#### [Requirement 1]
Name every distinct username that posts in the forum thread about the Elddis drop-down bed ram.
#### [Requirement 2]
Continue the forum thread about the Elddis drop-down bed ram from its final sentence.

#### [Passage given]
** Start **
# Dropdown bed RAM for Elddis 300 A class



## 101316 (Oct 9, 2006)

Hi,

My Elddis 300 Special baby A Class, year 1989, has an over cab drop down bed assisted by two small hydraulic rams. One of them seized into the extended position whilst driving shearing a bolt and causing the bed to clatter about and be totally unusable until the ram was removed and the sorely bent brackets prized out of the ceiling and straightened out.
The ram is seized solid and though unbent it refuses to budge.

Trying to source a replacement part or find someone who can repair it.

The brand is ALKO Holland, most of the inscription is faded out and unreadable. The main body (fat part) measures approx 9.5 inches in length, in its current partially extended approx 16 inches.
There are two part numbers stamped on it that might give someone a clue:
7061 and 1500N.

Thanks in advance for any help!

Alan


----------



## andyman (Aug 31, 2006)

Take it down to a local motor factors they will be able to match it up for you, these are used on bonnets and boots for loads of cars.


----------



## andyman (Aug 31, 2006)

http://www.sgs-engineering.com/gas-struts/leisure-equipment.php
Try the above apparently they can match up just about anything


----------



## 101316 (Oct 9, 2006)

Ah, forget to mention that bit:
Local engineering firm had it for 3 weeks trying to find a replacement. The best they could come up with was "a bloke who knows a bloke" who had one (presumably gold plated) in his shed and wanted £225 for it! :roll:


----------



## vicdicdoc (May 14, 2005)

Peter Hamilton up near Preston . . they replaced the rams on my drop down bed [Hymer motorhome] - but I'd guess they are similar

Hambilton Engineering Ltd., Bee Lane, Penwortham, Preston, Lancs, PR1 9TU
Telephone: 01772 315078 FAX:- 01772 324263

http://www.friendlyhippo.co.uk/hymerdirect/


----------



## 88760 (May 9, 2005)

Hi rawpower,
I have recently upgraded my "rams"
They are actually gas struts.
You can order them direct from:
Gas struts direct.
or you can have my old pair.
Yours have 1500 newtons of force in them.
Mine are 1700 newtons.
I don't think they will be seized as that is a lot of force to compress.
It's more likely the bracketry is not man enough to cope.
** End **
#### [Given data]
** Start **
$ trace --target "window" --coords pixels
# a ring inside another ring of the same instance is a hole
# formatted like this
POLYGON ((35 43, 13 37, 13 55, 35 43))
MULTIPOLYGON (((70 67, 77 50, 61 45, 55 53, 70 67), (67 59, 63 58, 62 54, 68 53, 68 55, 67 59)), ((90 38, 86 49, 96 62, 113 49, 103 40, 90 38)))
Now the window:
** End **
** Start **
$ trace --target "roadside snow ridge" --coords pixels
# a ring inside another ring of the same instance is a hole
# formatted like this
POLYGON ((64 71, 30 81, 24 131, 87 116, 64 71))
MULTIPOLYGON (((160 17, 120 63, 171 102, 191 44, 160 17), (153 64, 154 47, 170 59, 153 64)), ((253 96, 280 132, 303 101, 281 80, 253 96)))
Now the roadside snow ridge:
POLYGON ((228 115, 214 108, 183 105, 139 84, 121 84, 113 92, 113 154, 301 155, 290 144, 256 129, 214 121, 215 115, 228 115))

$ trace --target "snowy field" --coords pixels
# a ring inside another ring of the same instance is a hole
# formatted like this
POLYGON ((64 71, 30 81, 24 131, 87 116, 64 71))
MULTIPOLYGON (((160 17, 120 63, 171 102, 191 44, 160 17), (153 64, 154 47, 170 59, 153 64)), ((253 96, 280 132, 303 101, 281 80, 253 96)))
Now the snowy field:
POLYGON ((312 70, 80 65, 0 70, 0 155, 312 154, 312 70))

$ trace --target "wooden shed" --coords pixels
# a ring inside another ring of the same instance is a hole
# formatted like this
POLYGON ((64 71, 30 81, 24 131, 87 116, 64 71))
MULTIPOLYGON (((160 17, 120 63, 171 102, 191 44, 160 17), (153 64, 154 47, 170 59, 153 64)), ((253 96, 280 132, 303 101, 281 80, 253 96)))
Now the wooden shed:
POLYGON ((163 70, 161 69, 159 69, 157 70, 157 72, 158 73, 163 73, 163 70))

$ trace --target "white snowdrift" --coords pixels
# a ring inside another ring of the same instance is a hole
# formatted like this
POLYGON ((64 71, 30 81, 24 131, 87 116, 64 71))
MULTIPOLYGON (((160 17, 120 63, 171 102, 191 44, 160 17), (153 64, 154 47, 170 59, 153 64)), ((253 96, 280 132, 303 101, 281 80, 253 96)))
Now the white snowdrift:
** End **
** Start **
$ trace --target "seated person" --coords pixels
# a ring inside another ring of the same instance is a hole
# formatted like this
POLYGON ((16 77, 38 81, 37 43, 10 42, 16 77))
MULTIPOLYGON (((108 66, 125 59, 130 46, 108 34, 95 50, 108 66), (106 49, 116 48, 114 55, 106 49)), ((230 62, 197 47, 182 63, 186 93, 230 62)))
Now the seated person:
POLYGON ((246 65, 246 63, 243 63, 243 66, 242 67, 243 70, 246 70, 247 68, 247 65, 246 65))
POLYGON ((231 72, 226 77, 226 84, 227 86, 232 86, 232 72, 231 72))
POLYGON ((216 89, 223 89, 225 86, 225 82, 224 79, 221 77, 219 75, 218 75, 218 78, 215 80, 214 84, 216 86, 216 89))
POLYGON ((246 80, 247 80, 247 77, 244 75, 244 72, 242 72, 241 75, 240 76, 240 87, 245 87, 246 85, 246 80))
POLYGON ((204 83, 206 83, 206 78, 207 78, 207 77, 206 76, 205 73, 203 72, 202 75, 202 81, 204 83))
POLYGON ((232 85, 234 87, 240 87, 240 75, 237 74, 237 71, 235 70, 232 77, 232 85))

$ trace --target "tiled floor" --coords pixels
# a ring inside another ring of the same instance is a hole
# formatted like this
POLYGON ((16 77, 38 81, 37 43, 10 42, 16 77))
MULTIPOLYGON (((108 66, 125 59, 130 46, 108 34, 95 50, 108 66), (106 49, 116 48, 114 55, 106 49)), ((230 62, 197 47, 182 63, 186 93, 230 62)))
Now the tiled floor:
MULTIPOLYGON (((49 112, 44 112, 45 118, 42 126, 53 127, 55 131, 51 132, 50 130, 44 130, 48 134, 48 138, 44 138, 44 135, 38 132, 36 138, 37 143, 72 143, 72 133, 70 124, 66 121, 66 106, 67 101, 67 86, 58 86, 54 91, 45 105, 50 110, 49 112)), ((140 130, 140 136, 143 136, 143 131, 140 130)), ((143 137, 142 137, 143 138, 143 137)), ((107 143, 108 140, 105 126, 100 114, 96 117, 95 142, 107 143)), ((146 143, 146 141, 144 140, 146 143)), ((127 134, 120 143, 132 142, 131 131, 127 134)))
** End **
#### [Final answer 1]
101316, andyman, vicdicdoc, 88760

#### [Final answer 2]
George


----------



## vicdicdoc (May 14, 2005)

You'll have to eat a hell of a lot of spinach to have the strength to fit replacement gas struts yourself . . a lot of pressure is needed !
better to let the 'experts' fit it as they have the know how.


----------



## 101316 (Oct 9, 2006)

Thanks for responses. Learning the correct terminology now  

Contacted the people above. They were happy to supply new struts with a rod length of 150mm as per original strut - but the one I've removed (fully extended) when offered up to the bed brackets is 45mm too long to meet the holes in the brackets. In other words the rod needs to be only 105mm. This is with the bed held right upto the ceiling and cannot go any higher. This confused the chap on the phone who assured me that in that position the new strut should should drop into place without having to be compressed. So confused in fact that he hasn't come back to me with a revised price.

So, although have eaten some spinach this week things are no further forward. 

Thanks George for your kind offer. Please PM me measurements of your spare struts and details of end thread sizes. There seem to be a lot of permutations.

For now, my trusty length of timber is holding the heavy bed up just fine


----------



## 88760 (May 9, 2005)

Rawpower
Can't PM you neither can you PM me. Reason I don't subscribe.
You could call ne on 07840784832 or pm me on the motorhome today site.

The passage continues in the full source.